YOUR INSTRUCTIONS.
Reproduce the items that follow, substituting "point" for each occurrence of "marker" and leaving everything else unchanged.

PROVIDED MATERIAL.
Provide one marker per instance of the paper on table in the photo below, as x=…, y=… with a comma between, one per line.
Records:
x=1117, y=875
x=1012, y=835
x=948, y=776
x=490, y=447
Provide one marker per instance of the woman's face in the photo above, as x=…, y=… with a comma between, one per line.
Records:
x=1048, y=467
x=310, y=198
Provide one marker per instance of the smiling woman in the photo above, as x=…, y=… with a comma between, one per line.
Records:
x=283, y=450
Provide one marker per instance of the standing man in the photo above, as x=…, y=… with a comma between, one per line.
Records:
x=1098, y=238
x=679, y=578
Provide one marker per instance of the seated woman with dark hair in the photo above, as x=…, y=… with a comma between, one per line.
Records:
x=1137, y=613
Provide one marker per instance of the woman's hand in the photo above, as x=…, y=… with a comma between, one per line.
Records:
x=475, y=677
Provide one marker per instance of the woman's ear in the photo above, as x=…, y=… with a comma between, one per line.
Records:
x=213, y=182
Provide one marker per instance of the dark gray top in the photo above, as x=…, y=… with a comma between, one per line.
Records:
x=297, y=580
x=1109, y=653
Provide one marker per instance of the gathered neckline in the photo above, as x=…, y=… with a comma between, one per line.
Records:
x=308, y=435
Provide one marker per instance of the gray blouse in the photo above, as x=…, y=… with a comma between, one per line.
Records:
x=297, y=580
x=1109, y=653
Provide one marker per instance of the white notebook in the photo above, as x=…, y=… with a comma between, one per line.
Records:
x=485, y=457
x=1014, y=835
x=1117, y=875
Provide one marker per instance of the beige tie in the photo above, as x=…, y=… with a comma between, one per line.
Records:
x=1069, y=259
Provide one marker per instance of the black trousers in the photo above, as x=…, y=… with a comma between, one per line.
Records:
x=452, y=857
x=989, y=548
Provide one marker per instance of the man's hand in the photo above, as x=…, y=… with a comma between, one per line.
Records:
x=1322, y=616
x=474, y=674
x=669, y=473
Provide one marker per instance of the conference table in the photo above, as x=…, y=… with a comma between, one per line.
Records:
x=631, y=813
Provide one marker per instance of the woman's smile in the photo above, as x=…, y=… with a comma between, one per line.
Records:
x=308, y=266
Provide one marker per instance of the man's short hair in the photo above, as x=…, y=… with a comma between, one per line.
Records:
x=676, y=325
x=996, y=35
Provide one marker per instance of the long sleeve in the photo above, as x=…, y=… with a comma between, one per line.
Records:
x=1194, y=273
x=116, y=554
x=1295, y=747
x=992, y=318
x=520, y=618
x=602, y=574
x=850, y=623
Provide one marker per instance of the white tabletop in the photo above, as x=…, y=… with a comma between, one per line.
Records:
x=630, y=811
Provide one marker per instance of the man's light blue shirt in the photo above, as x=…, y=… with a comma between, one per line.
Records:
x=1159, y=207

ANSWER TO THE TASK.
Provide one point per instance of the paper on table in the photo below, as x=…, y=… with a comma between, one per line.
Records:
x=1117, y=875
x=1012, y=835
x=948, y=776
x=490, y=447
Provide one point per instance of the woman's face in the photo above, as x=…, y=… with a comma between, one per line.
Records:
x=1048, y=467
x=310, y=198
Provide one point per instance of the smiling woman in the photo above, as x=…, y=… with a comma between, one per line.
Records:
x=283, y=450
Provide one point per instance of the standing man in the photo above, as x=…, y=… with a comma between, one per line.
Records:
x=1098, y=238
x=679, y=578
Provide one point per instance of the seated woman with dark hair in the photo above, as x=…, y=… with a comma between, one per line.
Records:
x=1137, y=613
Provide one point per instance of the woman's hand in the photo above, as x=…, y=… with a comma between, one per line.
Records:
x=475, y=677
Provide one point per instance of the woman's ear in the photo above, as x=…, y=… with a comma between, one per line.
Records:
x=213, y=182
Provide one point per instance of the dark gray top in the photo above, as x=…, y=… with a comma between, one per line.
Records:
x=297, y=580
x=1109, y=653
Provide one point per instance of the gathered neckline in the photo above, as x=…, y=… with a comma between, one per line.
Records:
x=308, y=435
Provide one point per instance of the gray blouse in the photo above, as x=…, y=… with a comma between, one per line.
Records:
x=297, y=580
x=1109, y=653
Provide one point per instance of the white notebook in the photo above, as x=…, y=… with a comma between, one per line.
Records:
x=485, y=457
x=1014, y=835
x=1117, y=875
Provide one point per instance of the beige tie in the photo above, as x=…, y=… with a comma between, one per line.
Records:
x=1069, y=259
Provide one point per instance of the black trousers in the photo above, as x=…, y=… with a comma between, one per line.
Records:
x=452, y=857
x=989, y=548
Provide one point per instance of the man's hand in the photo above, as x=…, y=… with a comma between, one per line.
Records:
x=1322, y=616
x=474, y=674
x=669, y=473
Provide one point per instance of the conference table in the photo above, as x=…, y=… with a comma between, one per line.
Records:
x=631, y=813
Provide one point per instance of the woman's smile in the photo above, as x=…, y=… with a comma between, one per line.
Records:
x=308, y=266
Provide one point per instance of the man's short hair in the photo above, as x=…, y=… with a comma between, one per line.
Records:
x=676, y=325
x=996, y=35
Provide one point per instance of the long sleeve in the photo above, as x=…, y=… with a comma between, one per line.
Records:
x=1194, y=273
x=116, y=554
x=1295, y=747
x=992, y=318
x=520, y=618
x=602, y=574
x=850, y=623
Provide one point per instance of the white tabletop in the photo above, as x=…, y=… with a comma between, one per line.
Records:
x=630, y=811
Provide one point per instance of the man's light blue shirt in the photo above, as x=…, y=… with a comma between, one per line.
Records:
x=1159, y=207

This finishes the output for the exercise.